**Text block**
Ex-Googler Shares His Big-Data Secrets With the Masses


Theo Vassilakis and Toli Lerios (left to right).

Theo Vassilakis and Toli Lerios (left to right). Theo Bryna Cain



Google’s search engine makes it wonderfully easy to locate stuff on the web, whether it’s in a news article, a corporate website, or a video on YouTube. But that only begins to describe Google’s ability to find information. Inside the company, engineers use several uniquely powerful tools for searching and analyzing its own massive trove of data.


One of those is Dremel, a tool that helps Google’s employees analyze data stored across thousands of machines, at unusually fast speeds. What’s more, Dremel lets the Google team to manipulate all of this data using a language very similar to SQL, short for Structured Markup Language, the standard way of grabbing information from databases.


Like most of its custom-built tools, Dremel is only available inside Google. But now, the rest of the world can hack data a little more like Google does, thanks to Quest, a Dremel-like query engine created by Theo Vassilakis, one of the lead developers of Dremel at Google, and Toli Lerios, a former engineer at Facebook. The tool is one of a growing number of that seek to mimic the way web giants like Google and Facebook rapidly analyze enormous amounts of online information stored across hundreds or even thousands of machines. This includes everything from a project called Drill, from a company called MapR, to a sweeping open source platform called Spark.


Vassilakis and Lerios cooked up the idea for Quest in 2012. “We were looking inside of Google and Facebook at how hard it is to get data and combine data and produce useful results,” Vassilakis says. “And we thought about what’s going on at all these companies without 15,000 engineers.” So they quit their jobs and started their own company, Metanautix, and set about building Quest. Today, after two years of development, the product is now available to any company that would like to use it.


The idea behind Quest is to make it simple for analysts to query data from anywhere in a company with a single tool, regardless of where that data is stored, without the need to learn new programming languages. Using Quest, analysts can query traditional sources such as Oracle’s flagship database, “big data” storage systems like Hadoop, log files, Word documents, images and media files, and more. But it isn’t just a search engine.

**Listed entries**

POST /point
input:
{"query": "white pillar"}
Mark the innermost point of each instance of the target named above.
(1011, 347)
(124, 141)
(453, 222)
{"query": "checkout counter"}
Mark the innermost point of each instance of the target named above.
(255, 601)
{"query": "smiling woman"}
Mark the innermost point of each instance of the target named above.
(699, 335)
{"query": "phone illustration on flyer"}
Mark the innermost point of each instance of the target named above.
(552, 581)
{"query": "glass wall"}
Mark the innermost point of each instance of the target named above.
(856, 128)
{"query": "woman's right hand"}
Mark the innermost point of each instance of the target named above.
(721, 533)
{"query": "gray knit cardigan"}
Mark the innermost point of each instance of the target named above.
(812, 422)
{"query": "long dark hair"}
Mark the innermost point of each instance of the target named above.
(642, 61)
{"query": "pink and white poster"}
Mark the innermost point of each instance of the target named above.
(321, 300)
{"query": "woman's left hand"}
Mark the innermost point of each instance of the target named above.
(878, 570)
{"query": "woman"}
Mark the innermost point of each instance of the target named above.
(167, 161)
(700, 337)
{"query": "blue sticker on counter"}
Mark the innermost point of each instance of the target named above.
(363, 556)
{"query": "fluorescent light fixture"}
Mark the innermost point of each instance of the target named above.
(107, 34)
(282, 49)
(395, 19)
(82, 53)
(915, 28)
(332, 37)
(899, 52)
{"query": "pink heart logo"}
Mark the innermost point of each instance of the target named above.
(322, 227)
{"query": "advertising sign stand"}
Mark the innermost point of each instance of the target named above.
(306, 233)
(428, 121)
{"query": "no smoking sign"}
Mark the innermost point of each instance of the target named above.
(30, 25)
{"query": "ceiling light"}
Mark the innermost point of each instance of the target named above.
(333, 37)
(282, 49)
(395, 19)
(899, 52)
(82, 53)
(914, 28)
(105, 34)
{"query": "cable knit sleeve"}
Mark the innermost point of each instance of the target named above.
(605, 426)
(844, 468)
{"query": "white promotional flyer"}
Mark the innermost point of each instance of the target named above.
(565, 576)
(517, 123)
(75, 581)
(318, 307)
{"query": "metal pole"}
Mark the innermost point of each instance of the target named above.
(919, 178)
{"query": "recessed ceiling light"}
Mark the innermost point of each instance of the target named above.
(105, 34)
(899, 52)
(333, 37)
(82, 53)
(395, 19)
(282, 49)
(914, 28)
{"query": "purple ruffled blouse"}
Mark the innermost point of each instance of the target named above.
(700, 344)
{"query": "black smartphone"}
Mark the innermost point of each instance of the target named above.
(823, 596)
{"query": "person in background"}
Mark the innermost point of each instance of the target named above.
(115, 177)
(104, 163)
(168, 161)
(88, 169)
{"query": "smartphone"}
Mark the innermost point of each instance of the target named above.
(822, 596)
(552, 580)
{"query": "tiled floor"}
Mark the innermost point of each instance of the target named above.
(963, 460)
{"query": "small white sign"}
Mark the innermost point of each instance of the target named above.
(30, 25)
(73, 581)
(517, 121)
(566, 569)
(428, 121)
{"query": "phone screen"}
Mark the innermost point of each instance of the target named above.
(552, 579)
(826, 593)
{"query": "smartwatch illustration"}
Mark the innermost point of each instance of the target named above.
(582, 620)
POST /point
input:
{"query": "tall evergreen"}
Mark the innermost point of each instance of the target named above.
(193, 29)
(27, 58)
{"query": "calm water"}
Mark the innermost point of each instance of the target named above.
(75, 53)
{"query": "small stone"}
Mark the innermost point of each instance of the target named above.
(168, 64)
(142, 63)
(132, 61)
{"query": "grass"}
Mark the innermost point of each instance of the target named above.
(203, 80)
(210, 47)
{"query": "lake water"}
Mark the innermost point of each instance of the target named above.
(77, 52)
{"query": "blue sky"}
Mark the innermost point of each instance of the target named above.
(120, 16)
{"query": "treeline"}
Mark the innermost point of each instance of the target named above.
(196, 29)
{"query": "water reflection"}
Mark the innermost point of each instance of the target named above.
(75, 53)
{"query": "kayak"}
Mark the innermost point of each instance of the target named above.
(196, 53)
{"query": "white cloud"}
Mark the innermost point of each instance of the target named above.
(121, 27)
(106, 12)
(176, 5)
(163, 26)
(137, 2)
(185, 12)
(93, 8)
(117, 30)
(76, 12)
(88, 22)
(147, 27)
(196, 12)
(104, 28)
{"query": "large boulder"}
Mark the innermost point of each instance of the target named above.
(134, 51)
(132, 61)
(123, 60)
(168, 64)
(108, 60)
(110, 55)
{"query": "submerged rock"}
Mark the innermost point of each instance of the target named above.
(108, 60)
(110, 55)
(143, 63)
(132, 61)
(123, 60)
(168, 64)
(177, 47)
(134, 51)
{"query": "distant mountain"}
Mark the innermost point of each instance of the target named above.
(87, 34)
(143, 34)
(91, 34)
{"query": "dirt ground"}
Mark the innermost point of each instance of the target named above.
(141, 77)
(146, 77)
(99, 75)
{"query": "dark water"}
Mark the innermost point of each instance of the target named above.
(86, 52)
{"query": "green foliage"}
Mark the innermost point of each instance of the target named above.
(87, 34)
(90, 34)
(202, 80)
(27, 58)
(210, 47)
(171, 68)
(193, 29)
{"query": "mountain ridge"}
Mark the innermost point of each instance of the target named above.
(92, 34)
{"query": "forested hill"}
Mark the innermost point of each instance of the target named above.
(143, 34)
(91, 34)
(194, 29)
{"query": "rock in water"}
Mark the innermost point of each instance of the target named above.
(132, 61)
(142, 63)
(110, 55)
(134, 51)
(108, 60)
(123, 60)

**Stated goal**
Answer these questions from the article on Quest.
1. At which company was Toli Lerios an engineer before Quest?
2. In what year did Vassilakis and Lerios come up with the idea for Quest?
3. What is the name of the company they started to build it?
Answer from the article on Quest alone, without using the material.

**Response for this exercise**
1. Facebook
2. 2012
3. Metanautix